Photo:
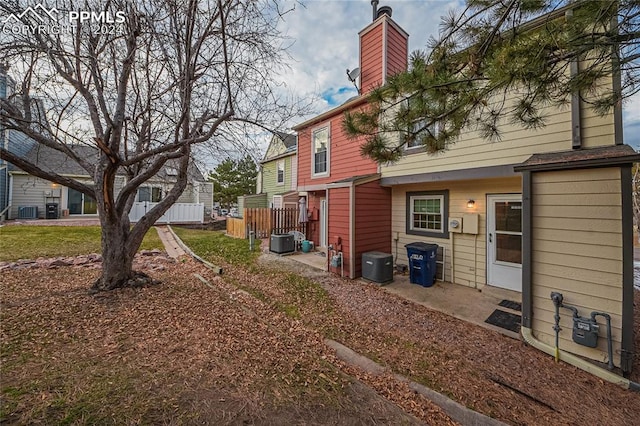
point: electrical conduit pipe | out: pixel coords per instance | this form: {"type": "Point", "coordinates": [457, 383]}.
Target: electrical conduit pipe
{"type": "Point", "coordinates": [527, 335]}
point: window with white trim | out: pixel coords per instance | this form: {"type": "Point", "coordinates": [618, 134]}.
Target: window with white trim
{"type": "Point", "coordinates": [149, 193]}
{"type": "Point", "coordinates": [427, 213]}
{"type": "Point", "coordinates": [320, 151]}
{"type": "Point", "coordinates": [413, 135]}
{"type": "Point", "coordinates": [280, 172]}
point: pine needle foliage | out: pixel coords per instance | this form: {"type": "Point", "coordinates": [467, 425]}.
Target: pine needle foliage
{"type": "Point", "coordinates": [503, 62]}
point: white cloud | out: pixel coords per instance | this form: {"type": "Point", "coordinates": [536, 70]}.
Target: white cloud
{"type": "Point", "coordinates": [325, 45]}
{"type": "Point", "coordinates": [325, 35]}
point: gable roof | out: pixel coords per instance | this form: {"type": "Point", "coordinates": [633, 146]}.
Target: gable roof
{"type": "Point", "coordinates": [51, 160]}
{"type": "Point", "coordinates": [289, 140]}
{"type": "Point", "coordinates": [284, 144]}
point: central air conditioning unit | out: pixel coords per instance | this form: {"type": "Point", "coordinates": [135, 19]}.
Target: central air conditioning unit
{"type": "Point", "coordinates": [282, 243]}
{"type": "Point", "coordinates": [377, 267]}
{"type": "Point", "coordinates": [28, 212]}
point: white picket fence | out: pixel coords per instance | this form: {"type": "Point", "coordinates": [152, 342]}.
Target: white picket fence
{"type": "Point", "coordinates": [177, 213]}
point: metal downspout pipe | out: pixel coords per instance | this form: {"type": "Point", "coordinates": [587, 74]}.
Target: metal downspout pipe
{"type": "Point", "coordinates": [569, 358]}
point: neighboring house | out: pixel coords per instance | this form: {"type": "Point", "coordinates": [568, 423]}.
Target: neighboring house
{"type": "Point", "coordinates": [25, 196]}
{"type": "Point", "coordinates": [277, 180]}
{"type": "Point", "coordinates": [29, 195]}
{"type": "Point", "coordinates": [348, 208]}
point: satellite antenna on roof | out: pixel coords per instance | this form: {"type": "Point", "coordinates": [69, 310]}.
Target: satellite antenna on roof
{"type": "Point", "coordinates": [353, 75]}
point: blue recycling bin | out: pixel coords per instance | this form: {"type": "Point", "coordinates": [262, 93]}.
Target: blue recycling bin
{"type": "Point", "coordinates": [422, 263]}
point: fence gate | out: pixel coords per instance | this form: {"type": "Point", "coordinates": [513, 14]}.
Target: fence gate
{"type": "Point", "coordinates": [264, 222]}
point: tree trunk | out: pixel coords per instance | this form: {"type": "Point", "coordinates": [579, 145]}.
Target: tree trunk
{"type": "Point", "coordinates": [117, 263]}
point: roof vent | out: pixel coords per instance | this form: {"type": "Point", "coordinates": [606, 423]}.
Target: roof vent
{"type": "Point", "coordinates": [384, 10]}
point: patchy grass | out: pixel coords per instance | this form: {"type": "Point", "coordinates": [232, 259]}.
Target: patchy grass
{"type": "Point", "coordinates": [292, 294]}
{"type": "Point", "coordinates": [31, 242]}
{"type": "Point", "coordinates": [177, 353]}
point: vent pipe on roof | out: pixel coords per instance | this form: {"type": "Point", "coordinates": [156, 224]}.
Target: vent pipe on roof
{"type": "Point", "coordinates": [384, 10]}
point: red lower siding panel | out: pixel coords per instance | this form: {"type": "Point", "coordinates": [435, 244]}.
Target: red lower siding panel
{"type": "Point", "coordinates": [373, 221]}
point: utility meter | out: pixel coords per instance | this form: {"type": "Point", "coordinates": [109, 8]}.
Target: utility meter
{"type": "Point", "coordinates": [585, 331]}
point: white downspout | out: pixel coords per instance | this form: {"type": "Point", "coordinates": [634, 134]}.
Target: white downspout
{"type": "Point", "coordinates": [352, 231]}
{"type": "Point", "coordinates": [569, 358]}
{"type": "Point", "coordinates": [10, 201]}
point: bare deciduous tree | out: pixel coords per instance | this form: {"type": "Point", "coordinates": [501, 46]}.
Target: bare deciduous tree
{"type": "Point", "coordinates": [143, 82]}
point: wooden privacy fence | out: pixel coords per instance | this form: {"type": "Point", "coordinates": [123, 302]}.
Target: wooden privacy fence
{"type": "Point", "coordinates": [264, 222]}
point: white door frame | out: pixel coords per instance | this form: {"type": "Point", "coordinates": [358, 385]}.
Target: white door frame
{"type": "Point", "coordinates": [323, 222]}
{"type": "Point", "coordinates": [501, 273]}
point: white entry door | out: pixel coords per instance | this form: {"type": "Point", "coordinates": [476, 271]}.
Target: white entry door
{"type": "Point", "coordinates": [323, 222]}
{"type": "Point", "coordinates": [504, 241]}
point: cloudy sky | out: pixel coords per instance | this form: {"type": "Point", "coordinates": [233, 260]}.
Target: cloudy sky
{"type": "Point", "coordinates": [324, 34]}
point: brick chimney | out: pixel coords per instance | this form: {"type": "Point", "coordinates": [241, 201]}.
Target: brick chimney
{"type": "Point", "coordinates": [383, 49]}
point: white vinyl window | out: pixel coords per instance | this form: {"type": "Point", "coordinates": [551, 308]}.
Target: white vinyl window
{"type": "Point", "coordinates": [320, 151]}
{"type": "Point", "coordinates": [413, 136]}
{"type": "Point", "coordinates": [427, 213]}
{"type": "Point", "coordinates": [280, 172]}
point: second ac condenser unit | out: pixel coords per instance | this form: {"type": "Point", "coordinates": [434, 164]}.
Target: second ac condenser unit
{"type": "Point", "coordinates": [377, 267]}
{"type": "Point", "coordinates": [283, 243]}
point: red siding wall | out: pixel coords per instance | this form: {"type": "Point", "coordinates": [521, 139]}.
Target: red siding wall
{"type": "Point", "coordinates": [339, 224]}
{"type": "Point", "coordinates": [371, 57]}
{"type": "Point", "coordinates": [344, 155]}
{"type": "Point", "coordinates": [373, 221]}
{"type": "Point", "coordinates": [313, 206]}
{"type": "Point", "coordinates": [397, 51]}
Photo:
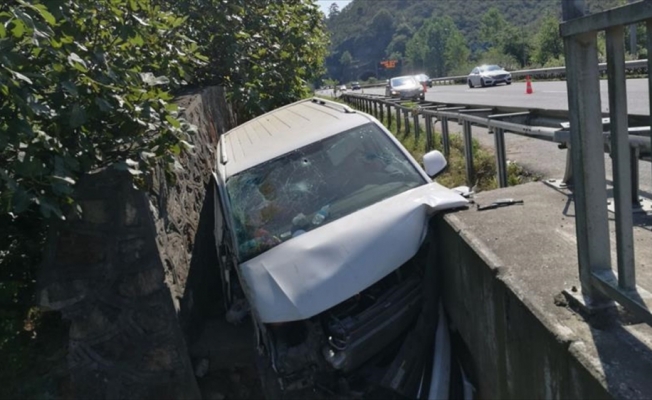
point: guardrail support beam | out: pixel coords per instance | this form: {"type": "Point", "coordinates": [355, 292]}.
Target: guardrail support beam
{"type": "Point", "coordinates": [429, 126]}
{"type": "Point", "coordinates": [501, 157]}
{"type": "Point", "coordinates": [398, 119]}
{"type": "Point", "coordinates": [445, 142]}
{"type": "Point", "coordinates": [587, 147]}
{"type": "Point", "coordinates": [406, 119]}
{"type": "Point", "coordinates": [468, 154]}
{"type": "Point", "coordinates": [620, 156]}
{"type": "Point", "coordinates": [648, 28]}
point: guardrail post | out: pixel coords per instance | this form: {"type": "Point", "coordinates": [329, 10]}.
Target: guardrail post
{"type": "Point", "coordinates": [468, 154]}
{"type": "Point", "coordinates": [587, 147]}
{"type": "Point", "coordinates": [648, 28]}
{"type": "Point", "coordinates": [398, 119]}
{"type": "Point", "coordinates": [429, 145]}
{"type": "Point", "coordinates": [501, 157]}
{"type": "Point", "coordinates": [620, 156]}
{"type": "Point", "coordinates": [406, 119]}
{"type": "Point", "coordinates": [445, 140]}
{"type": "Point", "coordinates": [568, 171]}
{"type": "Point", "coordinates": [634, 153]}
{"type": "Point", "coordinates": [417, 128]}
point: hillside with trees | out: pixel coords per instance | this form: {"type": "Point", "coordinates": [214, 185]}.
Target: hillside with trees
{"type": "Point", "coordinates": [443, 37]}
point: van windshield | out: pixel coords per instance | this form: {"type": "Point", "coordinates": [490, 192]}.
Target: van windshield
{"type": "Point", "coordinates": [314, 185]}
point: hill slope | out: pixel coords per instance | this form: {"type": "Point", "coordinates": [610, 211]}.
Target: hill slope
{"type": "Point", "coordinates": [372, 30]}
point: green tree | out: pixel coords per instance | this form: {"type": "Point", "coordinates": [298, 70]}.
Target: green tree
{"type": "Point", "coordinates": [345, 61]}
{"type": "Point", "coordinates": [493, 27]}
{"type": "Point", "coordinates": [333, 11]}
{"type": "Point", "coordinates": [264, 51]}
{"type": "Point", "coordinates": [548, 43]}
{"type": "Point", "coordinates": [77, 96]}
{"type": "Point", "coordinates": [438, 47]}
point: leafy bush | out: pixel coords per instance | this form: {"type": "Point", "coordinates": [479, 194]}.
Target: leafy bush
{"type": "Point", "coordinates": [85, 84]}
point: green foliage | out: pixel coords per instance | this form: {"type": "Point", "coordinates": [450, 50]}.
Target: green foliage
{"type": "Point", "coordinates": [549, 44]}
{"type": "Point", "coordinates": [437, 47]}
{"type": "Point", "coordinates": [349, 30]}
{"type": "Point", "coordinates": [264, 51]}
{"type": "Point", "coordinates": [85, 84]}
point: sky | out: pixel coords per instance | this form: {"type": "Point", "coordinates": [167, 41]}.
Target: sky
{"type": "Point", "coordinates": [325, 4]}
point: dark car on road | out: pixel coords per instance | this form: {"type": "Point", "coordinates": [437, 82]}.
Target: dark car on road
{"type": "Point", "coordinates": [424, 79]}
{"type": "Point", "coordinates": [404, 87]}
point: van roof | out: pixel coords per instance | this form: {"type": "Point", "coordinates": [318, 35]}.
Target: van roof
{"type": "Point", "coordinates": [283, 130]}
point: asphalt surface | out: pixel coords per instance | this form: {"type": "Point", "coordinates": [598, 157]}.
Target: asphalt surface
{"type": "Point", "coordinates": [537, 156]}
{"type": "Point", "coordinates": [547, 95]}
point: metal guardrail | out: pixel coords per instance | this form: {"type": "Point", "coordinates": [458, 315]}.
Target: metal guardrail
{"type": "Point", "coordinates": [629, 142]}
{"type": "Point", "coordinates": [600, 285]}
{"type": "Point", "coordinates": [535, 73]}
{"type": "Point", "coordinates": [537, 124]}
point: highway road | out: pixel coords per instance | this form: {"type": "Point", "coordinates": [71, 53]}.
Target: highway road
{"type": "Point", "coordinates": [547, 95]}
{"type": "Point", "coordinates": [540, 157]}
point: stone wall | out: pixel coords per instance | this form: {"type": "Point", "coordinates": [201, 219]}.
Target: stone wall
{"type": "Point", "coordinates": [131, 273]}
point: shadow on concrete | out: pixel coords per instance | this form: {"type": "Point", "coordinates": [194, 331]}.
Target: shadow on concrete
{"type": "Point", "coordinates": [225, 350]}
{"type": "Point", "coordinates": [612, 327]}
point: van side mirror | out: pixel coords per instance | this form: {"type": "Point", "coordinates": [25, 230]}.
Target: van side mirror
{"type": "Point", "coordinates": [434, 163]}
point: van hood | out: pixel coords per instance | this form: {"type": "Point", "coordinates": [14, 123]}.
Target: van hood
{"type": "Point", "coordinates": [317, 270]}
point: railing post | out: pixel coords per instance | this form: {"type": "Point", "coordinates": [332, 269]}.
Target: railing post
{"type": "Point", "coordinates": [398, 119]}
{"type": "Point", "coordinates": [587, 147]}
{"type": "Point", "coordinates": [568, 171]}
{"type": "Point", "coordinates": [648, 28]}
{"type": "Point", "coordinates": [428, 119]}
{"type": "Point", "coordinates": [445, 142]}
{"type": "Point", "coordinates": [406, 119]}
{"type": "Point", "coordinates": [468, 154]}
{"type": "Point", "coordinates": [501, 157]}
{"type": "Point", "coordinates": [620, 156]}
{"type": "Point", "coordinates": [634, 153]}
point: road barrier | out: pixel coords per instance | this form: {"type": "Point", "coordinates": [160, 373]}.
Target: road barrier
{"type": "Point", "coordinates": [550, 126]}
{"type": "Point", "coordinates": [634, 66]}
{"type": "Point", "coordinates": [600, 285]}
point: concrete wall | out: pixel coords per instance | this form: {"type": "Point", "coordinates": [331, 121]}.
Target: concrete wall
{"type": "Point", "coordinates": [514, 355]}
{"type": "Point", "coordinates": [130, 273]}
{"type": "Point", "coordinates": [503, 274]}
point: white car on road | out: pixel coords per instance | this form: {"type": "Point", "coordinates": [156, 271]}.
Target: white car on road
{"type": "Point", "coordinates": [486, 75]}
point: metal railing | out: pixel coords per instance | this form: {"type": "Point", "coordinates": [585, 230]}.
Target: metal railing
{"type": "Point", "coordinates": [552, 72]}
{"type": "Point", "coordinates": [545, 125]}
{"type": "Point", "coordinates": [600, 285]}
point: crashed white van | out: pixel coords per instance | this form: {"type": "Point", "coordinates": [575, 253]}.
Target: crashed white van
{"type": "Point", "coordinates": [322, 228]}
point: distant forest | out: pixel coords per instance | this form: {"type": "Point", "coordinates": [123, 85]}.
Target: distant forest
{"type": "Point", "coordinates": [447, 37]}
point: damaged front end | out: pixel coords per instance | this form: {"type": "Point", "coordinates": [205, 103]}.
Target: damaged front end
{"type": "Point", "coordinates": [348, 349]}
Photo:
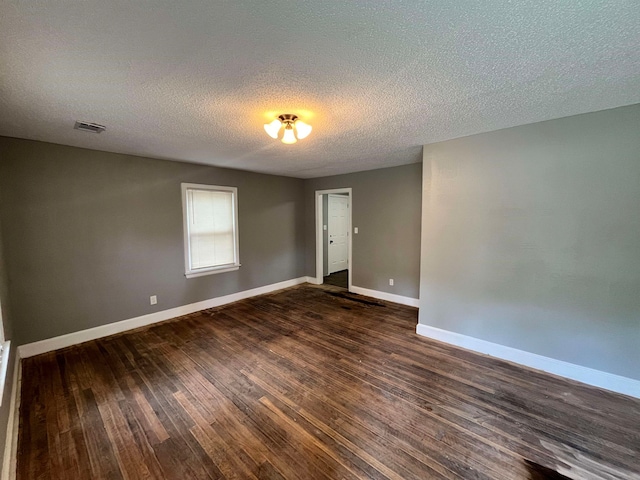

#### Prompt:
Take the lines from the one containing "point: crashed white" through the end of the material, both ends included, and write them out again with "distant forest" replaced by "far tree line" and nothing else changed. Leave the pictures out of your answer.

#### Answer to this exercise:
point: crashed white van | out: pixel coords per instance | this form: {"type": "Point", "coordinates": [575, 253]}.
Target: crashed white van
{"type": "Point", "coordinates": [322, 228]}
point: far tree line | out: pixel coords per instance | this form: {"type": "Point", "coordinates": [123, 85]}.
Target: far tree line
{"type": "Point", "coordinates": [447, 37]}
point: damaged front end | out: pixel coords per instance | this form: {"type": "Point", "coordinates": [205, 103]}.
Target: damaged front end
{"type": "Point", "coordinates": [348, 349]}
Photo:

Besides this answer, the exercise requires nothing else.